Task to carry out
Restate every line of the data word for word, except for the images.

Data to use
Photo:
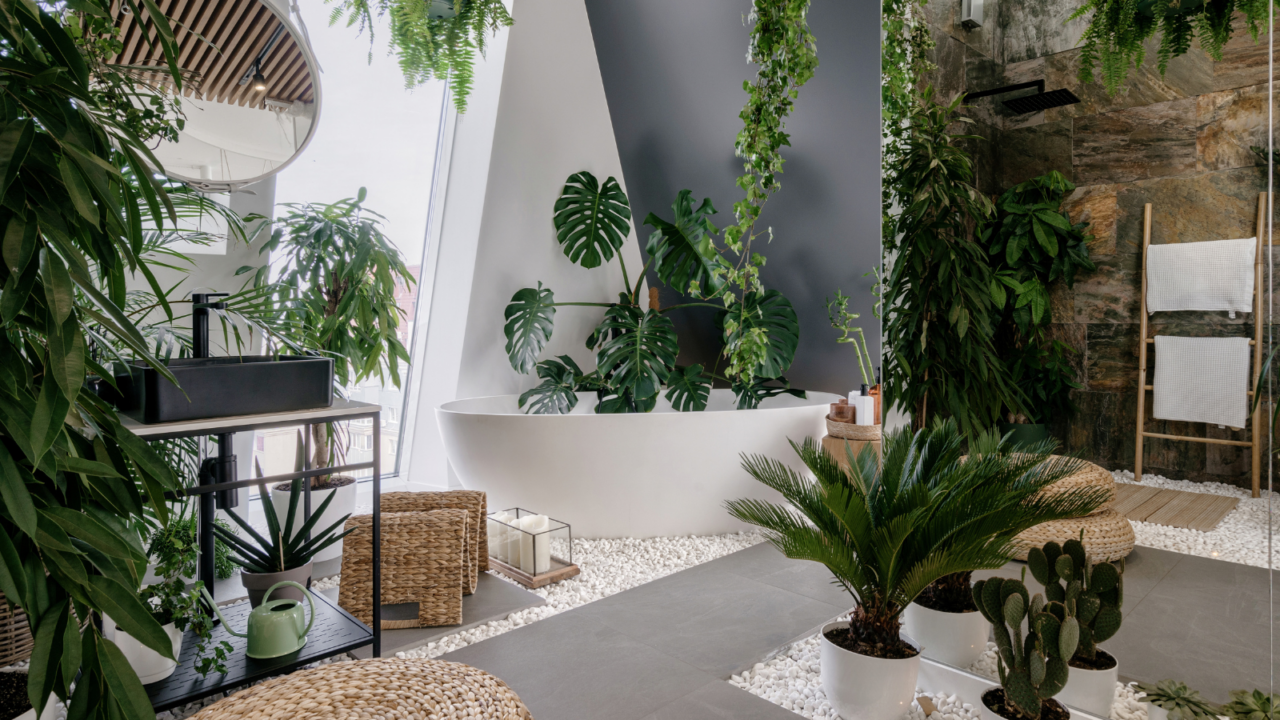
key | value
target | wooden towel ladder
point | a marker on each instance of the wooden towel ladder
(1256, 417)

Solution for this problem
Photo:
key | value
target | wooden towel ladder
point | a marker on each instance of the wooden towel ladder
(1256, 417)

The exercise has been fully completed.